**** Excerpted data ****
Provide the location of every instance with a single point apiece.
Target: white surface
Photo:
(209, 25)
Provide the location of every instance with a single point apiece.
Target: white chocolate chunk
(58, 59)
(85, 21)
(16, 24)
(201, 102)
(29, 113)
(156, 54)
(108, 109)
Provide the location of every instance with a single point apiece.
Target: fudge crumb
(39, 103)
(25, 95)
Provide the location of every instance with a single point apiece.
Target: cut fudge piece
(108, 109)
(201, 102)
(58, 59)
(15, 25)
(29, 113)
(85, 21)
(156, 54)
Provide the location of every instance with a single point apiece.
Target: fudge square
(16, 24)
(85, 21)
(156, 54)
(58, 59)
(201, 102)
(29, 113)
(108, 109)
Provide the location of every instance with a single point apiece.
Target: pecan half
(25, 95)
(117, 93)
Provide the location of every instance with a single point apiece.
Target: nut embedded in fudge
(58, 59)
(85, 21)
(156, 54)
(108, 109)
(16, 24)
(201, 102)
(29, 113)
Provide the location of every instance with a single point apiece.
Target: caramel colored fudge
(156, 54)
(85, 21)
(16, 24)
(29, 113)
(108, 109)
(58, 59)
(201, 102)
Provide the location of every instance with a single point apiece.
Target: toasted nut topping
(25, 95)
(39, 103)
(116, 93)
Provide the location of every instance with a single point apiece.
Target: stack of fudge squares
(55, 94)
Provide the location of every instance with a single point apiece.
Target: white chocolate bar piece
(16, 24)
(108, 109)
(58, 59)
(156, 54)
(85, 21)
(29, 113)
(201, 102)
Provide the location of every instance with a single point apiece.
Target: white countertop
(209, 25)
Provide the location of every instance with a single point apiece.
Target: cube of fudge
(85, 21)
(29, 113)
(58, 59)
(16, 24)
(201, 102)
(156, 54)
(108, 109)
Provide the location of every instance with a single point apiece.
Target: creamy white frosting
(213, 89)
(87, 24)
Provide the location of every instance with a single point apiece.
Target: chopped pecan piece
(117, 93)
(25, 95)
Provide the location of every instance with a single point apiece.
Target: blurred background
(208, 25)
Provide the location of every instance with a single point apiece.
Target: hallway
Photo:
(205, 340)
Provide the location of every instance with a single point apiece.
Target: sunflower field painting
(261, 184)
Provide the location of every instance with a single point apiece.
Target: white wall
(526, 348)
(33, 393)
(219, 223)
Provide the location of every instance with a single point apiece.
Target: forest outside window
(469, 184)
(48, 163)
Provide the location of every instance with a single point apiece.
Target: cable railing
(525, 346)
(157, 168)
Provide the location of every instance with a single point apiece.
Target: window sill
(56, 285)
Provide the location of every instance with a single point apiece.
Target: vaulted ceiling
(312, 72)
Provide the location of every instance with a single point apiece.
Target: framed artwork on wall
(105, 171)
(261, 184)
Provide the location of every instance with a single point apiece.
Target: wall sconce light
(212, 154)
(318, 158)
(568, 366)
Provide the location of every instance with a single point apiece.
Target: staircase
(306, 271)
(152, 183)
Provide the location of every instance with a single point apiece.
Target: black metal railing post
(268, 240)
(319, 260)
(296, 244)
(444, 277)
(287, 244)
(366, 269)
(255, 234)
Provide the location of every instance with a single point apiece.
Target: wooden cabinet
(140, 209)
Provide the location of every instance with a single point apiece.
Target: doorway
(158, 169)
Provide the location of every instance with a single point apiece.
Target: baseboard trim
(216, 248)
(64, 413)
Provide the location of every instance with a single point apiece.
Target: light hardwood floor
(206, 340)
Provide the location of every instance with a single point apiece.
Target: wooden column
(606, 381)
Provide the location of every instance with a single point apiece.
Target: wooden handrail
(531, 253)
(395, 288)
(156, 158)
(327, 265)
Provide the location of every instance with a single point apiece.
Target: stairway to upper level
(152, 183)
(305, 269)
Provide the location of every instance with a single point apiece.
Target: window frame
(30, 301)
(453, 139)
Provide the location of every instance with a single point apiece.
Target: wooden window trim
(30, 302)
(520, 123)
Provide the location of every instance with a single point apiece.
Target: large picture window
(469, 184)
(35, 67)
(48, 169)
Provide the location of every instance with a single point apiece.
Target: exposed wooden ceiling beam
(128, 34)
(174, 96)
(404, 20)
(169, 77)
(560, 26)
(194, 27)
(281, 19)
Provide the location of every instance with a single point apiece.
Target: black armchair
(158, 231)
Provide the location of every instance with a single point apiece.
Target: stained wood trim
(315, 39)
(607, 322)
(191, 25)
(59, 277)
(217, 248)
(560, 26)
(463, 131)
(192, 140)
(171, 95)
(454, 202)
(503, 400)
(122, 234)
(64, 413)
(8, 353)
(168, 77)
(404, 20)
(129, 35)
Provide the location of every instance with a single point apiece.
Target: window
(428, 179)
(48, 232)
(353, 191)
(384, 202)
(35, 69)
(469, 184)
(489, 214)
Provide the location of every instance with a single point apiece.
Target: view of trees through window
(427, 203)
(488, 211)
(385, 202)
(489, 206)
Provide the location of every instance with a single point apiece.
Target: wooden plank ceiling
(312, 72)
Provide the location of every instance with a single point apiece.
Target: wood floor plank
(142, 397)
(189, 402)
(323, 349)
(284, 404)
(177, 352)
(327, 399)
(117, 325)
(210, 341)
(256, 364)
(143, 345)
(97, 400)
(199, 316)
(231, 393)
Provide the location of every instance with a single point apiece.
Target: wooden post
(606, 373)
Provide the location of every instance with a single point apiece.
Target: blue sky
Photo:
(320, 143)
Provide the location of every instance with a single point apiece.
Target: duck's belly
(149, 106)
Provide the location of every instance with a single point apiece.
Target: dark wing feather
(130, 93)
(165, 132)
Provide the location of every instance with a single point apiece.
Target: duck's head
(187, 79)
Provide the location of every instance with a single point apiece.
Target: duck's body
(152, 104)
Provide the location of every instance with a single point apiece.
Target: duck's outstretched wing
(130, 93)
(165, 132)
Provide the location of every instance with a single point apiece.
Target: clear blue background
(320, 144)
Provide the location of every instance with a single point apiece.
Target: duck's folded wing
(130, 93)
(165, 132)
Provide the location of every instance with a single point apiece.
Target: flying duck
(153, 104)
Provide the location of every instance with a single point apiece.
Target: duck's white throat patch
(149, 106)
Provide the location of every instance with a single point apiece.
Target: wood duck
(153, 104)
****
- _What the task asks_
Repeat every record exactly, so that nothing is lost or altered.

- _Solution for this task_
Provide the location of every instance with a single point apiece.
Target: white surface
Photo:
(209, 25)
Provide the location of every instance with a single point apiece.
Target: white chocolate chunk
(58, 59)
(85, 21)
(16, 24)
(201, 102)
(29, 113)
(156, 54)
(108, 109)
Provide the location of every instance with a single point apiece.
Target: fudge crumb
(39, 103)
(25, 95)
Provide the location of every instance with a single point apiece.
Target: cut fudge piece
(108, 109)
(201, 102)
(58, 59)
(15, 25)
(29, 113)
(85, 21)
(156, 54)
Provide the location of every instance with a single point apiece.
Target: fudge square
(16, 24)
(85, 21)
(156, 54)
(58, 59)
(201, 102)
(29, 113)
(108, 109)
Provide the location of every instance with a single point apiece.
Target: pecan half
(25, 95)
(117, 93)
Provide the location of every instance with a single point apiece.
Target: nut embedded in fudge
(58, 59)
(85, 21)
(156, 54)
(108, 109)
(16, 24)
(201, 102)
(29, 113)
Provide the location of every instance with a single point apiece.
Target: caramel colored fudge
(156, 54)
(85, 21)
(16, 24)
(29, 113)
(108, 109)
(58, 59)
(201, 102)
Provide the location of every instance with a single point apiece.
Target: toasted nut topping
(25, 95)
(39, 103)
(116, 93)
Provide the location of every instance with a single point apiece.
Target: stack of fudge squares
(55, 94)
Provide the location of every instance with a single point apiece.
Target: white chocolate bar piece
(16, 24)
(108, 109)
(58, 59)
(156, 54)
(85, 21)
(29, 113)
(201, 102)
Provide the location of every instance with a single point apiece.
Target: white countertop
(209, 25)
Provide the location of every instance with a single point apiece.
Target: cube of fudge
(85, 21)
(29, 113)
(58, 59)
(16, 24)
(201, 102)
(156, 54)
(108, 109)
Provide the location of every instance with a single point apiece.
Target: creamy white frosting
(213, 89)
(87, 24)
Provide the location of every instance with a single point apiece.
Target: chopped pecan piece
(117, 93)
(25, 95)
Provide the location of every instance with a single point apiece.
Target: blurred background
(208, 25)
Provide the location of every instance with a single point apiece.
Target: hallway
Photo:
(205, 340)
Provide the location of every instance with a single point apiece.
Target: sunflower field painting
(261, 184)
Provide the location of every instance with a single point apiece.
Target: white wall
(526, 348)
(33, 393)
(219, 223)
Provide the location of every instance with a single point apiece.
Target: forest outside window
(469, 184)
(48, 163)
Provide the location of every instance with a single point apiece.
Target: cable railing
(525, 346)
(157, 168)
Provide the location of every instance with a single point apiece.
Target: window sill
(56, 285)
Provide the location of every instance with a single point apiece.
Target: vaulted ceiling
(312, 72)
Provide the location of every instance with a single point apiece.
Target: framed artwork on wall
(105, 171)
(261, 184)
Provide the location of every instance with a single point apiece.
Target: wall sconce light
(212, 154)
(318, 158)
(568, 366)
Provide the location of every instance with a single point apiece.
Target: staircase
(306, 271)
(152, 183)
Provide the location of every instance with a single point apiece.
Target: black metal railing post
(268, 240)
(319, 260)
(296, 244)
(444, 277)
(287, 244)
(366, 269)
(255, 234)
Provide the location of every instance with a single point apiece.
Target: wooden cabinet
(140, 209)
Provide the location of every instance with a single point apiece.
Target: doorway
(158, 169)
Provide the location of every instance with a single point apiece.
Target: baseboard trim
(216, 248)
(64, 413)
Provide the location of every instance with a single point apiece.
Target: light hardwood floor
(206, 340)
Provide the location of every instance with a single point apiece.
Target: wooden column
(606, 381)
Provide the location of every instance with a single point apiece.
Target: wooden handrail
(531, 253)
(395, 288)
(156, 158)
(327, 265)
Provide the location of every instance with a single point apiece.
Target: stairway to upper level
(152, 183)
(305, 269)
Provide the location of every instance with a single point apiece.
Target: window frame
(30, 301)
(453, 139)
Provide the location of every instance with a single point apiece.
Target: wooden window trim
(30, 302)
(520, 123)
Provide the location of every instance with a single point apiece.
Target: large picture window
(469, 184)
(35, 67)
(48, 169)
Provide the location of every instance with a single point apiece.
Target: exposed wooden ceiling beam
(128, 34)
(174, 96)
(404, 20)
(169, 77)
(560, 26)
(194, 27)
(281, 19)
Provide the location of every instance with a single point apiece.
Target: black armchair
(158, 231)
Provide the location of every instance with a single point apiece.
Target: stained wood trim
(315, 39)
(607, 322)
(191, 25)
(59, 277)
(217, 248)
(560, 26)
(463, 131)
(192, 140)
(171, 95)
(454, 202)
(503, 400)
(122, 234)
(64, 413)
(8, 353)
(168, 77)
(404, 20)
(129, 35)
Provide the location of every instance with a single point apiece.
Target: window
(428, 179)
(48, 232)
(353, 191)
(384, 202)
(35, 69)
(469, 184)
(489, 214)
Provide the location of every instance with a single point apiece.
Target: view of trees through window
(427, 203)
(488, 211)
(385, 202)
(489, 206)
Provide the location of every instance with a single point apiece.
Target: wooden plank ceiling
(312, 72)
Provide the location of every instance with a single point apiece.
Target: wood floor plank
(142, 397)
(189, 402)
(323, 349)
(284, 404)
(177, 352)
(327, 399)
(117, 325)
(210, 341)
(256, 364)
(143, 345)
(97, 400)
(199, 316)
(231, 393)
Provide the location of every instance with a single point apiece.
Target: wooden post
(606, 373)
Provide the location of every instance with a single point apiece.
Target: blue sky
Photo:
(320, 143)
Provide the location of every instance with a single point apiece.
Target: duck's belly
(149, 106)
Provide the location of every instance with a single point apiece.
Target: dark wing feather
(130, 93)
(165, 132)
Provide the location of every instance with a single point apiece.
Target: duck's head
(187, 79)
Provide the location of every instance with a single point apiece.
Target: duck's body
(152, 104)
Provide the location of every instance with a single point apiece.
Target: duck's outstretched wing
(130, 93)
(165, 132)
Provide the location of every instance with a single point apiece.
Target: clear blue background
(320, 144)
Provide the location of every instance with a single point apiece.
Target: duck's folded wing
(130, 93)
(165, 132)
Provide the location of every instance with a single point apiece.
Target: flying duck
(153, 104)
Provide the location of every instance with a single point apiece.
Target: duck's white throat patch
(149, 106)
Provide the location of every instance with a single point apiece.
Target: wood duck
(153, 104)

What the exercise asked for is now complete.